# Excerpt provided
···

She-KLong: That's a toughie because each place has been so different and I have loved them all for different reasons, but I would have to say my favourite place that we "travelled" was Bolivia. It has the greatest indigenous population in South America (over 60%) and this "living historical culture" (I read this description somewhere and really liked it) was very interesting for one of my favourite pastimes, people watching. My favourite place that we "vacationed" (see distinction between travelling and vacationing here) was Salta in Northwestern Argentina. Salta has good, inexpensive food and wine, lots of activities to do in its surroundings, and is still somewhat "undiscovered" by tourists.

He-KLong: Asking me to choose the favourite place we visited is a lot like asking a parent to identify their favourite child (in which case, might I suggest that you can never go wrong in choosing the oldest son...). In terms of an experience, I have would have to say that Ciudad Perdida probably remains my most vivid memory and the one I find that Kristin and I relive most often. Picking a country would be much tougher, as I've enjoyed each for different reasons and they have all been spectacular. In a pinch, I would probably opt for Colombia, largely due to the fact that the people there who didn't rob us were some of the friendliest I've ever met and were the most welcoming of the countries we visited.

2. What has been the most difficult part of travelling in South America?

She-KLong: I guess one of the most difficult parts of long term travel in South America for me was having to pack my backpack with equipment and clothes for all different climates. We experienced temperatures ranging from -10 to +30 degrees Celsius, so this left very little room for "luxury items" (I note that Kevin considers the jeans I brought a "luxury item" - who considers one pair of jeans a "luxury item"?!). Another difficult part for me was having to get by with my limited spanish. I have learned that I am horrible at learning new languages and it was frustrating not to be able to communicate more with locals and sometimes having to rely on Kevin to get my point across (apparently, along with blogging, picking up new languages with ease is one of my husband's hidden talents).

He-KLong: Without a doubt, the most difficult part of the trip was the Golf video game in the on-board entertainment system for Avianca Airlines flights. 350-yard par 3s? 600-yard par 4s?? Give me a break. A distant second would be the not infrequent stomach issues we experienced along the way and, worse, the constant fear of future stomach issues. By the time we left Bolivia, I had become so conditioned by signs of impending stomach danger that even overhearing a rumble from Kristin's stomach was enough to have me reaching for the Bisbacter (South American Pepto rip-off). Not being able to automatically assume that food was safe to eat definitely took some getting used to.

···

Data items
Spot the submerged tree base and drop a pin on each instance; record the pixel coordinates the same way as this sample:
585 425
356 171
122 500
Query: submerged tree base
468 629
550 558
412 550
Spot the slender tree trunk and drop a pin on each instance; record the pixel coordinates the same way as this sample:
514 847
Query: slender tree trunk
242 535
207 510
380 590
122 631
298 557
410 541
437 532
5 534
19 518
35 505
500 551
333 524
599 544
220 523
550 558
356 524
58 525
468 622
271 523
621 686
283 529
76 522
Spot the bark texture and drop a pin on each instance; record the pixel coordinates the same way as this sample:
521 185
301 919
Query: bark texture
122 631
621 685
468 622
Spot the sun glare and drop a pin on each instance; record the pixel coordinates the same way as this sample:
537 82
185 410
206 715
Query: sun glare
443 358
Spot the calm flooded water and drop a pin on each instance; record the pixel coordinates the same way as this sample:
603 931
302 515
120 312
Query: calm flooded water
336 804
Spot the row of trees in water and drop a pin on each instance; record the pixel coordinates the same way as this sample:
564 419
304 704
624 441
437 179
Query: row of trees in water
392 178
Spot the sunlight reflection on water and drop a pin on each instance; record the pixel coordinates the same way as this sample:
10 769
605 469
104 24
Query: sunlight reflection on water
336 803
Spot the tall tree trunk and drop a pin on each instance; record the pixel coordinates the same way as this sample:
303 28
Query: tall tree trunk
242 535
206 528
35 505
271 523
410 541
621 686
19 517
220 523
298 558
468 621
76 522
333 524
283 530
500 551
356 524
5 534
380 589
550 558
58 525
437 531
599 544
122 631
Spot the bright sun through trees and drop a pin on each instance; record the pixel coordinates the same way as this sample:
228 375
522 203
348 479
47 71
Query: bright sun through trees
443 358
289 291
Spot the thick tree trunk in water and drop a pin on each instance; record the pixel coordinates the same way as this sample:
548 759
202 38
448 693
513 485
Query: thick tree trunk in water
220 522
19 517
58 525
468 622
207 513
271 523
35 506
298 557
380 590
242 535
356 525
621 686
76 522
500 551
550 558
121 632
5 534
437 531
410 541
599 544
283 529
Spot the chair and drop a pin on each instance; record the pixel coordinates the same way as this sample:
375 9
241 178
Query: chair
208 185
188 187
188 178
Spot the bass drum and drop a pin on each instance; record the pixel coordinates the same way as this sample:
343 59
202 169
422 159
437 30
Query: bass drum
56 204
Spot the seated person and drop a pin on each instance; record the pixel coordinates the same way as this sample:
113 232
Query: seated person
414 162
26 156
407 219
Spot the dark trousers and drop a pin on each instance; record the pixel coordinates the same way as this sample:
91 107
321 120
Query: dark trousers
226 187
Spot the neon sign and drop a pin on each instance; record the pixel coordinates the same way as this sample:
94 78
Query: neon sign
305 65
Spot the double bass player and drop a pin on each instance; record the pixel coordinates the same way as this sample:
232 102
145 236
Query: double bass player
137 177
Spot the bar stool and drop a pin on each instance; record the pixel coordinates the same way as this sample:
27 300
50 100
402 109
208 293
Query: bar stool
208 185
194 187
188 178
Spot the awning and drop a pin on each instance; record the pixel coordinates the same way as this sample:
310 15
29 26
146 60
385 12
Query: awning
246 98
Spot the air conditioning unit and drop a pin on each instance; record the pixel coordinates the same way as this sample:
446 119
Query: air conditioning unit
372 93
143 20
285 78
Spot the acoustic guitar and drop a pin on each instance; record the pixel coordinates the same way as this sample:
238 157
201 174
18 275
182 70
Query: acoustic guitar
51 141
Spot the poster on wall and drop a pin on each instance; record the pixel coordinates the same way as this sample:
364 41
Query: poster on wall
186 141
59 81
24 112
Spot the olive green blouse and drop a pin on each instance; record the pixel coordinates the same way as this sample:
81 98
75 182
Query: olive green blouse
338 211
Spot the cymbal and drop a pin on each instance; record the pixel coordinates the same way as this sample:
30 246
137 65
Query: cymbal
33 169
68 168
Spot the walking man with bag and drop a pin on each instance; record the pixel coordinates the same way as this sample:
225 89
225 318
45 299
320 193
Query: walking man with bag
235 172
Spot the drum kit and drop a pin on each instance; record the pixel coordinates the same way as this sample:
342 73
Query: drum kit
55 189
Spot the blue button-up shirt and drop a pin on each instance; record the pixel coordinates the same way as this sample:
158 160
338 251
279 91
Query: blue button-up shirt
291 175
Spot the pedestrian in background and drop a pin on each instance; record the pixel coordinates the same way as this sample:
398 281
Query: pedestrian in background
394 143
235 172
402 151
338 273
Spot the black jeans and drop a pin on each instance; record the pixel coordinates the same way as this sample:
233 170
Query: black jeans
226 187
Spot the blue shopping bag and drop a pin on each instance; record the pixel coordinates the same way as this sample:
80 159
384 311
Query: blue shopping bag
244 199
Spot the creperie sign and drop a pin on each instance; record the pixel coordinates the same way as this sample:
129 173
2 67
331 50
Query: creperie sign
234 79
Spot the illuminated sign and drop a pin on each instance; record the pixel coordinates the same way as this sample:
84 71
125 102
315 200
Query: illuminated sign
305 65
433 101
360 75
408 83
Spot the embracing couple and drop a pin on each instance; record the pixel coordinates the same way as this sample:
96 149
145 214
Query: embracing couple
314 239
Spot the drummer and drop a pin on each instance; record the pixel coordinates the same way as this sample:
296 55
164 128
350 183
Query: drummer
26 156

···

# Stated task 1
Check three statements against the travel Q&A and mark each yes or no, quoting the words of the text that settle it. (a) She-KLong says Bolivia's indigenous population is over 60%. (b) He-KLong would pick Bolivia as his favorite country. (c) The temperatures they experienced ranged from -10 to +40 degrees Celsius.
# Stated task 2
Reproduce everything in the travel Q&A from "2. What has" down to "husband's hidden talents).".

# Task output 1
(a) Yes: "It has the greatest indigenous population in South America (over 60%)"
(b) No: "In a pinch, I would probably opt for Colombia"
(c) No: "We experienced temperatures ranging from -10 to +30 degrees Celsius"

# Task output 2
2. What has been the most difficult part of travelling in South America?

She-KLong: I guess one of the most difficult parts of long term travel in South America for me was having to pack my backpack with equipment and clothes for all different climates. We experienced temperatures ranging from -10 to +30 degrees Celsius, so this left very little room for "luxury items" (I note that Kevin considers the jeans I brought a "luxury item" - who considers one pair of jeans a "luxury item"?!). Another difficult part for me was having to get by with my limited spanish. I have learned that I am horrible at learning new languages and it was frustrating not to be able to communicate more with locals and sometimes having to rely on Kevin to get my point across (apparently, along with blogging, picking up new languages with ease is one of my husband's hidden talents).